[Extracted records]

----

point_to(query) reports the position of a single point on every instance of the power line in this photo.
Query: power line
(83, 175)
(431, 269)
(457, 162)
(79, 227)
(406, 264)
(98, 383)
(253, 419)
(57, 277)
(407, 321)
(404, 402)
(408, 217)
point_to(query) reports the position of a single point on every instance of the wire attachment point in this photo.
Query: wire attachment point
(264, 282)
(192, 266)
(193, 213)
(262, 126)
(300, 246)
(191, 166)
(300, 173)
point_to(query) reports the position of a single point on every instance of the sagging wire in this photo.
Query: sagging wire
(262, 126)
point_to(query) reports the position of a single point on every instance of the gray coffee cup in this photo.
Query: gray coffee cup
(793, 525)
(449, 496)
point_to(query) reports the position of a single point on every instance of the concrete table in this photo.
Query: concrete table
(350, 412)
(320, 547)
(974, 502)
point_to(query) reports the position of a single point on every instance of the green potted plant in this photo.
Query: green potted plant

----

Task statement:
Write out every one of the lines above again, adding 35 to each x and y coordinate given as an answer and leaving all other text unchanged.

Written answer:
point_to(query) reports the position of a single point on every instance of the power line in this photo.
Query: power line
(118, 210)
(466, 304)
(492, 197)
(114, 262)
(441, 299)
(133, 418)
(288, 454)
(92, 312)
(442, 356)
(439, 437)
(443, 252)
point_to(query) reports the position of a single point on every instance of the wire attachment point in this photo.
Query: wire attachment point
(299, 317)
(227, 301)
(228, 248)
(297, 161)
(335, 281)
(226, 201)
(335, 208)
point_to(query) reports the position of a single point on every instance of the sagging wire in this photo.
Query: sagging wire
(297, 161)
point_to(query) reports the position of a single point on every instance of the gray coffee cup in this photo.
Query: gray coffee cup
(828, 560)
(484, 531)
point_to(query) reports the position of a single point on every instance of the concrete table in this photo.
Query: concrete table
(385, 447)
(355, 582)
(1009, 537)
point_to(query) reports the position of a single point on every instance of the green potted plant in this photo.
Query: green potted plant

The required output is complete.